Return, word for word, the line that contains "Indicate every instance of the person in black" and every line after it through the end of the records.

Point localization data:
+--

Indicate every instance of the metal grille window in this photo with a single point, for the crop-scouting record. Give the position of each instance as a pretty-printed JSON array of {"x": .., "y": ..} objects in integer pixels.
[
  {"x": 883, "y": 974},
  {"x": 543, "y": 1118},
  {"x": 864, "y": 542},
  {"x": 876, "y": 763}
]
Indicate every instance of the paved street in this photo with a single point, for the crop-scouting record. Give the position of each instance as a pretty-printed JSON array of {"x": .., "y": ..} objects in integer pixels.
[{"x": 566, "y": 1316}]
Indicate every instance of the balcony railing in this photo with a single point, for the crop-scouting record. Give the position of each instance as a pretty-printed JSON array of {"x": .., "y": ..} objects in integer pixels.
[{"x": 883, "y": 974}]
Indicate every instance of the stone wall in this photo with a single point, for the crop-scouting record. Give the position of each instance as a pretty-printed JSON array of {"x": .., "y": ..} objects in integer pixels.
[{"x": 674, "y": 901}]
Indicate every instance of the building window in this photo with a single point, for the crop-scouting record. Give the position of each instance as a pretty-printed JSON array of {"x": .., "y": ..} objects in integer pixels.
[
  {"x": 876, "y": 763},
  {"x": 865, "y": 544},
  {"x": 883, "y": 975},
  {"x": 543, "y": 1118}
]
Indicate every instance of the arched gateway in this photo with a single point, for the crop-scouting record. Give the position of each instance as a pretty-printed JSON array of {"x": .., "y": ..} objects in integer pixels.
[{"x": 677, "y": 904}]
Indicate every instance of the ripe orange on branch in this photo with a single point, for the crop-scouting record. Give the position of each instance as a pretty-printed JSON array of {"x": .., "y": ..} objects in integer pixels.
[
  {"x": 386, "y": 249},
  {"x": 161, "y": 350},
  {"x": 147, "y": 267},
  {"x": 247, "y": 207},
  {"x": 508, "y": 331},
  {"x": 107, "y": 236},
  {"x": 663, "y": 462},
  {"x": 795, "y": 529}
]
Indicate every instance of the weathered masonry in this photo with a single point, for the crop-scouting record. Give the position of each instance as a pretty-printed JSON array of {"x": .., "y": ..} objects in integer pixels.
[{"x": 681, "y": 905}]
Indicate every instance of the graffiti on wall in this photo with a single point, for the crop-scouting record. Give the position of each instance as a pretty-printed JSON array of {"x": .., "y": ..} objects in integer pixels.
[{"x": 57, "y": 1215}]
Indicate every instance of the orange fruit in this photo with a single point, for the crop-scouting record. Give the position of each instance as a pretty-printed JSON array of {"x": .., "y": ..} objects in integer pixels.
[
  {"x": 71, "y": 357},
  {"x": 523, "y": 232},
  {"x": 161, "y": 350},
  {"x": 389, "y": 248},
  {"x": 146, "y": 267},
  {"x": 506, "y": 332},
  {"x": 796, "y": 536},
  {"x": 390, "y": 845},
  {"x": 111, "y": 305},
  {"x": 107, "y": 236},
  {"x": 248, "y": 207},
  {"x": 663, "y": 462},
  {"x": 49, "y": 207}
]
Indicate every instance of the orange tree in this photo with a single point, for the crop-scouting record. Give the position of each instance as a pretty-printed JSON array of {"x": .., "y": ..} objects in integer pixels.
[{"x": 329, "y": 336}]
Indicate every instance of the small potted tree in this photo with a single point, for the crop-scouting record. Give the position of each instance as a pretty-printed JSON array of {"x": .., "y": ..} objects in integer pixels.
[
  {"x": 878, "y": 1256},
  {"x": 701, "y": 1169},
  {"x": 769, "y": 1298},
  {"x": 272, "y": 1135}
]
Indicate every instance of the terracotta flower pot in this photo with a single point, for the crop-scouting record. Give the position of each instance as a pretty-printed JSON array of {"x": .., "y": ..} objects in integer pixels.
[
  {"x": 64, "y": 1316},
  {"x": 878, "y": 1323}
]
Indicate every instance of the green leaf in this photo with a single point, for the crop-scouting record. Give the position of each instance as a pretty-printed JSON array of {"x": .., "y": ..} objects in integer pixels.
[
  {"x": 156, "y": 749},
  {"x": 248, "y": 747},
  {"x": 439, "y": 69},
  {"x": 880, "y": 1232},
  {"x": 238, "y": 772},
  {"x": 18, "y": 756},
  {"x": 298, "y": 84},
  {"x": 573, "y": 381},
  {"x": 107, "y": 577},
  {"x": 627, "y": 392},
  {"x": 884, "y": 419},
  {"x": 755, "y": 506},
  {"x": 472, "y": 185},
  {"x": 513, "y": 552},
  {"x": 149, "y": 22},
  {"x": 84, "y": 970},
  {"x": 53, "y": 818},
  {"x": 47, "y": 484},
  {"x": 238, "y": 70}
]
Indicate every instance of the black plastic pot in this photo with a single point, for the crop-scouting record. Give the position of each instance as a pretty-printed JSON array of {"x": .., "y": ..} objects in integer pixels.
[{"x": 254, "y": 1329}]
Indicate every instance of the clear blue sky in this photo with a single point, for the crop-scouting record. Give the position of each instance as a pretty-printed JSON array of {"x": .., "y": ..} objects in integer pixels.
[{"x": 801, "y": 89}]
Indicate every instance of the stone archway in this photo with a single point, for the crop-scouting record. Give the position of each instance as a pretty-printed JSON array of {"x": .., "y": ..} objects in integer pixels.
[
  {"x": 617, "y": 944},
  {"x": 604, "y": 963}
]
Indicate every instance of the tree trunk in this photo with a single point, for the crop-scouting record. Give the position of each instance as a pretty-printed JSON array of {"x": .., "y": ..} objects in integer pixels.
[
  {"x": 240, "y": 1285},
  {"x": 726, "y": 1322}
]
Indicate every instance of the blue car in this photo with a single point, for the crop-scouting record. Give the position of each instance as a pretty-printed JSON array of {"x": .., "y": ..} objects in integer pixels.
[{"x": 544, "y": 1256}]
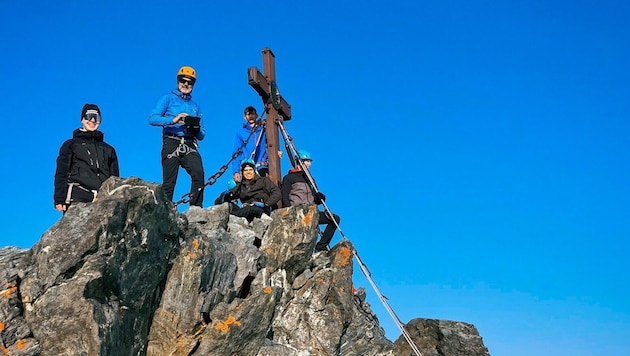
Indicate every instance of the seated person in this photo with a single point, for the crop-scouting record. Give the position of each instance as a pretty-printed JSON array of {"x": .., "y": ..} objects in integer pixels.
[{"x": 257, "y": 194}]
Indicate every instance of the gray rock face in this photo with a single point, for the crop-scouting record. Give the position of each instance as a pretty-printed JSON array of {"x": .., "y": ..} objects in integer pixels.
[{"x": 129, "y": 275}]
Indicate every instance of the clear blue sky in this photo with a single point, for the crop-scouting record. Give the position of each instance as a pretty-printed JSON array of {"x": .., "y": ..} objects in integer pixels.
[{"x": 477, "y": 151}]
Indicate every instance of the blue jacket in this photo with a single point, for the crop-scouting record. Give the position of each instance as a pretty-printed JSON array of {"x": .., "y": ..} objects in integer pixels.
[
  {"x": 171, "y": 105},
  {"x": 256, "y": 142}
]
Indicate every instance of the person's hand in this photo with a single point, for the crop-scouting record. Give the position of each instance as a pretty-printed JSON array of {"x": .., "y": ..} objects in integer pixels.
[
  {"x": 179, "y": 117},
  {"x": 319, "y": 197}
]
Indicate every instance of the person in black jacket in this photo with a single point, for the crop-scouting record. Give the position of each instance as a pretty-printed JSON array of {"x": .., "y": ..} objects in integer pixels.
[
  {"x": 297, "y": 190},
  {"x": 85, "y": 161},
  {"x": 257, "y": 194}
]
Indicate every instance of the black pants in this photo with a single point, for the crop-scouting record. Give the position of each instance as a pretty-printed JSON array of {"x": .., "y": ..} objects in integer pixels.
[
  {"x": 329, "y": 231},
  {"x": 185, "y": 155},
  {"x": 248, "y": 212}
]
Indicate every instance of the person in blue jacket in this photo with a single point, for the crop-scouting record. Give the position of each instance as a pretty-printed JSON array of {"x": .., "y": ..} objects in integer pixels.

+--

> _YOUR RESPONSE_
Indicate every instance of the person in black jacket in this photo with a single point, for the crop-scouting record. Give the position of each instance as a pretty-printed JSON array of {"x": .., "y": ..} objects in integer pixels.
[
  {"x": 297, "y": 190},
  {"x": 85, "y": 161},
  {"x": 257, "y": 194}
]
Indicate every instance of the black pants in this photo with a single point, for the crop-scouting record. Give the position of each instance as a pretty-printed JSON array of {"x": .., "y": ..} objects in integer pixels.
[
  {"x": 329, "y": 231},
  {"x": 185, "y": 155},
  {"x": 248, "y": 212}
]
Indicate every instance of the person in blue jacket in this photo with a single point, for the crop-scouting record. Give the position of each instance as a pretty-printed JSON array of {"x": .., "y": ..} objects in integer pixels.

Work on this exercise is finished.